• [EXTRACTED ENTRIES]
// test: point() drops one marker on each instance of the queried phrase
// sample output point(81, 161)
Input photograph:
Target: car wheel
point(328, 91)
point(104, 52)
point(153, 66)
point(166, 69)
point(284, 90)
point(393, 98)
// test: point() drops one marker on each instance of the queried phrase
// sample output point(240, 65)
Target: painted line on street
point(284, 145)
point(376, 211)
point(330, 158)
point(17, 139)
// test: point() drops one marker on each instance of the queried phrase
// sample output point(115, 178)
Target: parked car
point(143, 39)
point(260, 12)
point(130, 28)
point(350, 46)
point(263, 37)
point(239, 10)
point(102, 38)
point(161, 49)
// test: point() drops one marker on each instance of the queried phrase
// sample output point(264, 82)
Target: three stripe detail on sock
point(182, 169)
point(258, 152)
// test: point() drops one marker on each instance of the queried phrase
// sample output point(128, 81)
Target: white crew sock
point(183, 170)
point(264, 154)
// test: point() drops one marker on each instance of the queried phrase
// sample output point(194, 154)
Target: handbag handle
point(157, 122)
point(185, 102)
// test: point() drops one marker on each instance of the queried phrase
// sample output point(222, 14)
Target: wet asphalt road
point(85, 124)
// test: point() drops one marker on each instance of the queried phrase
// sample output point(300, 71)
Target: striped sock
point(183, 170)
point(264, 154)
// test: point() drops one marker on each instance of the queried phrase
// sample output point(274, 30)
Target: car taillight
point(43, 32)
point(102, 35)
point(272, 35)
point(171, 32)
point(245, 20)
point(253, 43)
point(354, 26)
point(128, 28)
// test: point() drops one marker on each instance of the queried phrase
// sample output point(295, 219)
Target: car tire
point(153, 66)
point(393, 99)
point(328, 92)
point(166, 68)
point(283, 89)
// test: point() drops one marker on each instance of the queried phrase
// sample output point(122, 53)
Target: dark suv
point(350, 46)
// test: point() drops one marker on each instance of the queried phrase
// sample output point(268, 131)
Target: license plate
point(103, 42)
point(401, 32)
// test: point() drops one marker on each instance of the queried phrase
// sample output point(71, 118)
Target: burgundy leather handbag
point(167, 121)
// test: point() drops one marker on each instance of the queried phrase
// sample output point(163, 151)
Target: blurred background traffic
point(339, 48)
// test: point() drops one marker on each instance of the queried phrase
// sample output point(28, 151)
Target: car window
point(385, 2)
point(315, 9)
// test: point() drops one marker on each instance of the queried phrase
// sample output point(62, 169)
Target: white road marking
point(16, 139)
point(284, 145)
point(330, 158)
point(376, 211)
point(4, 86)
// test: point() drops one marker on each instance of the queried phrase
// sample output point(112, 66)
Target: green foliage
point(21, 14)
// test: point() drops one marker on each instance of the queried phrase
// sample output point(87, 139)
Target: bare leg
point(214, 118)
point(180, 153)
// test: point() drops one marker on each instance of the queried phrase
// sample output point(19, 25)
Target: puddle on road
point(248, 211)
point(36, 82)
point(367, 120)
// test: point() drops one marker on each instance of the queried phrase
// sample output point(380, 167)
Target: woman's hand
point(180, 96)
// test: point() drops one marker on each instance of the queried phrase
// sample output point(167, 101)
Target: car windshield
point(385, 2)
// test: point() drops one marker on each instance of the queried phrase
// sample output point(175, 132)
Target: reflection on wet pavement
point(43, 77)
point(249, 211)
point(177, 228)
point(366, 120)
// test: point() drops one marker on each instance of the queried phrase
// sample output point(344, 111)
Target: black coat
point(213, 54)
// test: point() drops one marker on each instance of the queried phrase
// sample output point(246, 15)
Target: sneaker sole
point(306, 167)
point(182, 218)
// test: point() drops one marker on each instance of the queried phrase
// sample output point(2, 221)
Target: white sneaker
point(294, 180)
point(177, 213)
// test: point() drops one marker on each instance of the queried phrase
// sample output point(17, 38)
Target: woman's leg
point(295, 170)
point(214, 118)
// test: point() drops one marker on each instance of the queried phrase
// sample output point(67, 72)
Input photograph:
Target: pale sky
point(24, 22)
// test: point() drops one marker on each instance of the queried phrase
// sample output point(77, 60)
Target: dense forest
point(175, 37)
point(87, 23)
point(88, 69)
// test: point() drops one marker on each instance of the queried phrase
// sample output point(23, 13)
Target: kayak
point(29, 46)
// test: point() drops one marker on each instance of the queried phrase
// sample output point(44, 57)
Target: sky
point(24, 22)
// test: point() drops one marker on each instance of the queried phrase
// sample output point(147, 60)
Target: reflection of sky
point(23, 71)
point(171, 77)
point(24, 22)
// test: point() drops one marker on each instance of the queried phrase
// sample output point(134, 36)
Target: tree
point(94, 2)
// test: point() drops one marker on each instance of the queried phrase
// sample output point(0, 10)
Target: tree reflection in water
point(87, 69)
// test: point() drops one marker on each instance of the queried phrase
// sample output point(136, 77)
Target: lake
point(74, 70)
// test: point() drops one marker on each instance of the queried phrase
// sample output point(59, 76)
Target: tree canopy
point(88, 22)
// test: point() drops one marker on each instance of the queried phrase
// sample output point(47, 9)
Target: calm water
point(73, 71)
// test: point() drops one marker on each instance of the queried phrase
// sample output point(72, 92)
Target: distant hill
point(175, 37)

• [WORK TO COMPLETE]
Every entry is to be restated word for word.

• [SOLVED EXERCISE]
// test: point() drops one marker on each instance of the queried phrase
// sample output point(81, 161)
Input photograph:
Target: car wheel
point(328, 91)
point(104, 52)
point(153, 66)
point(166, 69)
point(284, 90)
point(393, 98)
// test: point() drops one marker on each instance of the queried phrase
// sample output point(240, 65)
Target: painted line on street
point(284, 145)
point(376, 211)
point(330, 158)
point(17, 139)
// test: point() drops one marker on each instance of the queried phrase
// sample output point(115, 178)
Target: parked car
point(143, 39)
point(260, 12)
point(130, 28)
point(350, 46)
point(263, 37)
point(239, 10)
point(102, 38)
point(161, 49)
// test: point() drops one marker on each instance of the queried phrase
// sample output point(264, 82)
Target: three stripe detail on sock
point(182, 169)
point(258, 152)
// test: point() drops one marker on each instance of the queried phrase
// sample output point(128, 81)
Target: white crew sock
point(183, 170)
point(264, 154)
// test: point() drops one marker on each instance of the queried phrase
// sample output point(194, 154)
Target: handbag handle
point(157, 122)
point(185, 102)
// test: point() drops one marker on each instance of the queried phrase
// sample output point(222, 14)
Target: wet asphalt road
point(85, 124)
// test: point() drops one marker on each instance of the queried phrase
// sample output point(300, 71)
Target: striped sock
point(183, 170)
point(264, 154)
// test: point() drops one marker on each instance of the queried phrase
// sample output point(274, 30)
Target: car taillight
point(43, 32)
point(102, 35)
point(272, 35)
point(171, 32)
point(245, 20)
point(253, 43)
point(354, 26)
point(128, 28)
// test: point() drops one marker on each instance of the queried phrase
// sample output point(295, 219)
Target: car tire
point(153, 66)
point(393, 99)
point(328, 92)
point(166, 68)
point(283, 89)
// test: point() drops one marker on each instance of the queried phrase
// sample output point(122, 53)
Target: dark suv
point(350, 46)
// test: point() drops one marker on each instance of the queried phrase
// sample output point(268, 131)
Target: license plate
point(103, 42)
point(401, 32)
// test: point() drops one marker on each instance of the queried phrase
// sample output point(71, 118)
Target: burgundy leather handbag
point(167, 121)
// test: point() drops one marker on each instance of the queried phrase
// sample output point(163, 151)
Target: blurred background traffic
point(339, 48)
// test: point() drops one marker on each instance of the queried phrase
// sample output point(28, 151)
Target: car window
point(385, 2)
point(315, 9)
// test: point() drops one marker on each instance of the queried phrase
// sample output point(62, 169)
Target: white road marking
point(16, 139)
point(284, 145)
point(330, 158)
point(376, 211)
point(4, 86)
// test: point() drops one marker on each instance of the queried phrase
// sample output point(112, 66)
Target: green foliage
point(21, 14)
// test: point() drops one marker on each instance of the queried phrase
// sample output point(87, 139)
Target: bare leg
point(214, 118)
point(180, 153)
// test: point() drops one marker on each instance of the queried phrase
// sample output point(19, 25)
Target: puddle on road
point(248, 211)
point(36, 82)
point(367, 120)
// test: point() drops one marker on each instance of the queried phrase
// sample output point(380, 167)
Target: woman's hand
point(180, 96)
// test: point() drops one marker on each instance of the queried phrase
// sample output point(167, 101)
Target: car windshield
point(385, 2)
// test: point() drops one marker on each instance of the queried phrase
// sample output point(175, 132)
Target: reflection on wet pavement
point(43, 77)
point(249, 211)
point(177, 228)
point(366, 120)
// test: point() drops one marker on each instance of the queried phrase
// sample output point(344, 111)
Target: black coat
point(213, 54)
// test: point() drops one marker on each instance of the queried phrase
// sample output point(246, 15)
Target: sneaker sole
point(306, 167)
point(182, 218)
// test: point() drops one marker on each instance of the queried phrase
// sample output point(2, 221)
Target: white sneaker
point(294, 180)
point(177, 213)
// test: point() drops one marker on each instance of the queried phrase
// sample output point(17, 38)
Target: woman's leg
point(295, 170)
point(214, 118)
// test: point() drops one marker on each instance of the queried phrase
// sample output point(67, 72)
Input photograph:
Target: pale sky
point(24, 22)
// test: point() drops one marker on each instance of the queried phrase
// sample output point(77, 60)
Target: dense forest
point(175, 37)
point(87, 23)
point(88, 69)
// test: point() drops one marker on each instance of the queried phrase
// sample output point(23, 13)
Target: kayak
point(29, 46)
// test: point() drops one marker on each instance of the queried phrase
// sample output point(44, 57)
Target: sky
point(24, 22)
// test: point() drops one marker on each instance of the queried phrase
// sample output point(147, 60)
Target: reflection of sky
point(23, 71)
point(171, 77)
point(24, 22)
// test: point() drops one marker on each instance of the queried phrase
// sample output point(134, 36)
Target: tree
point(94, 2)
// test: point() drops one marker on each instance of the queried phrase
// sample output point(0, 10)
Target: tree reflection in water
point(87, 69)
// test: point() drops one marker on each instance of the queried phrase
// sample output point(136, 77)
Target: lake
point(74, 70)
// test: point() drops one marker on each instance of the queried phrase
// sample output point(59, 76)
Target: tree canopy
point(88, 22)
// test: point() drops one marker on each instance of the queried phrase
// sample output point(47, 9)
Target: calm water
point(73, 71)
// test: point() drops one marker on each instance of the queried phrase
// sample output point(72, 92)
Target: distant hill
point(175, 37)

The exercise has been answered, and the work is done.